JP Morgan Chase Bank, Nat'l Ass'n v. Condello

Citation71 N.Y.S.3d 823,59 Misc.3d 427
Decision Date27 February 2018
Docket Number21800/13
Parties JP MORGAN CHASE BANK, National Association, Plaintiff, v. Michael E. CONDELLO a/k/a Michael Condello, Ellen M. Condello a/k/a Ellen Condello, and "John Doe" and "Jane Doe", #1 through #7, the last being fictitious and unknown to the plaintiff, the persons or parties intended being the tenants, occupants, persons or parties, if any, having or claiming an interest in or lien upon the mortgaged premises described in the complaint, Defendants.
CourtUnited States State Supreme Court (New York)

MORGAN, LEWIS & BOCKIUS, Attys. For Plaintiff, 101 Park Ave. New York, NY 10178

LAW OFFICES OF CHARLES WALLSHEIN, LLC, Atty. For Defendants Condello, 35 Pinelawn Rd.—Ste. 106E, Melville, NY 11747

Thomas F. Whelan, J.ORDERED that this motion (# 001) by the plaintiff for, among other things, summary judgment, amendment of the caption and the appointment of a referee to compute, is granted in its entirety; and it is further

ORDERED that the cross motion (# 002) by the defendants, Michael and Ellen Condello, for dismissal, is denied in its entirety; and it is further

ORDERED that the proposed Order submitted by plaintiff, as modified by the court, is signed simultaneously herewith; and it is further

ORDERED that plaintiff is directed to file a notice of entry within five days of receipt of this Order pursuant to 22 NYCRR § 202.5–b(h)(3).

[Dataset excerpt]
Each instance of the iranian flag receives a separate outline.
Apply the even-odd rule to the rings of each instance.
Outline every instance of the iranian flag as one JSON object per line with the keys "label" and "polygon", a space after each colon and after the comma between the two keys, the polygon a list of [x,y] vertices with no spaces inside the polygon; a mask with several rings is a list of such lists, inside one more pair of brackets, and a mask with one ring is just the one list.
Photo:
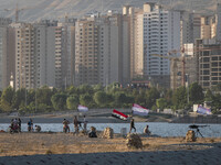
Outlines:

> **REQUIRED ACTIONS**
- A) Present every row of the dataset excerpt as a numbered list, skipping blank lines and omitting the picture.
- B) Write the next part of the Condello court decision, starting after its final sentence.

> **RESULTS FOR EACH TASK**
- A)
1. Each instance of the iranian flag receives a separate outline.
2. Apply the even-odd rule to the rings of each instance.
3. Outline every instance of the iranian flag as one JSON object per line with the keys "label" and "polygon", a space after each colon and after the comma between the two keys, the polygon a list of [x,y] vertices with no spaces inside the polygon; a mask with several rings is a list of such lists, inside one more pair of brackets, and a mask with one ring is just the one list.
4. Photo:
5. Outlines:

- B)
This foreclosure action was commenced by filing on August 14, 2013. In essence, on March 16, 2006, defendant, Michael Condello, borrowed $432,000.00 from plaintiff's predecessor-in-interest and executed a promissory note and, together with Ellen Condello, a mortgage. The terms of the loan were thereafter modified effective December 1, 2012 to provide for a new unpaid principal balance of $338,808.82 and a decreased interest rate. Two months later, on February 1, 2013, Michael Condello defaulted by failing to pay the monthly installments due and owing. Michael and Ellen Condello appeared through counsel by filing an answer on September 5, 2013. An amended answer alleging seventeen affirmative defenses and five counterclaims was later filed on August 26, 2014.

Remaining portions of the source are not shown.